**Document extract**
_ _ _

# It's a bird, it's a plane, NO IT'S



## halstaff

The orders from ServoCity and RobotShop for my newest project just arrived and I can't wait to start building! What will it be?

THE FINAL UPDATE VIDEO - 




*UPDATE* With Bob's skull and paint job complete, he is really starting to come alive!









*UPDATE* You can check out the video showing the progress of the build at 














This isn't the final tread arrangement but I am looking for a longer track.










The mechanical structure is coming together:









My new tracks arrived and they work great and look cool! I am a happy camper.


----------



## halstaff

Here's the first part.










I have been working on the design for the backpack:


----------



## RoxyBlue

halstaff said:


> The orders from ServoCity and RobotShop for my newest project just arrived and I can't wait to start building! What will it be?


An automatic dishwasher?


----------



## bobzilla

I know, I know......


----------



## Lightman

...a Bat?

_ _ _

**Requirement 1**
Reproduce the entries word for word, beginning with their first line and going on through the line with "<point>414,128</point>". Leave the picture out of your answer.

_ _ _

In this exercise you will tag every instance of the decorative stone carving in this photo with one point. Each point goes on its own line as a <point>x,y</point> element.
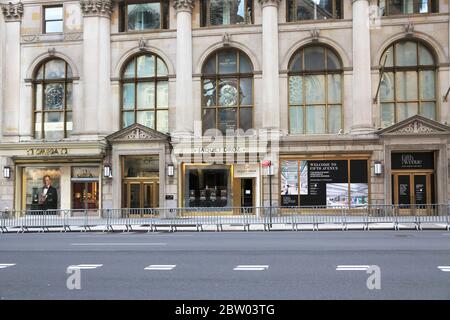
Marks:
<point>315,33</point>
<point>226,38</point>
<point>12,12</point>
<point>414,128</point>
<point>409,29</point>
<point>102,8</point>
<point>269,2</point>
<point>184,5</point>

_ _ _

**Requirement 2**
Can you carry on the forum thread about halstaff's robot build from where it stops?

**Task output 1**
In this exercise you will tag every instance of the decorative stone carving in this photo with one point. Each point goes on its own line as a <point>x,y</point> element.
Marks:
<point>315,33</point>
<point>226,38</point>
<point>12,12</point>
<point>414,128</point>

**Task output 2**
----------



## Pumpkin5

:jol:I think I know....but I don't want to ruin it for anyone......so I'll shhhhhhhhh my mouth...


----------



## RoxyBlue

A personal valet and all around handy shop assistant?:jol:


----------



## CrazedHaunter

A minion!!!


----------



## CrazedHaunter

A remote controlled ground zombie?


----------



## elputas69

Don't know...but looks good!


----------



## uncle

Ah, nostalgia moment!! Reminds me of playing with my Erector Set!!


----------



## halstaff

I have been working on the design of the backpack. Still need to build one crucial element but it is coming along.


----------



## halstaff

The new special order tracks came in and look as good as I imagined they would. I did have to add a spacer to raise the upper wheels a bit to get the proper tension but I am pleased.
Now on to the next hurdle!


----------



## RoxyBlue

This looks so intriguing!


----------



## The Halloween Lady

Awwww man, I hate surprises!  Just whisper it in my ear, I won't tell anyone.


----------



## halstaff

Now that the mechanical design has been tested and proven to work as planned, it is time to move on to the next step.
Jarvis has been disassembled and is now being prepped for painting.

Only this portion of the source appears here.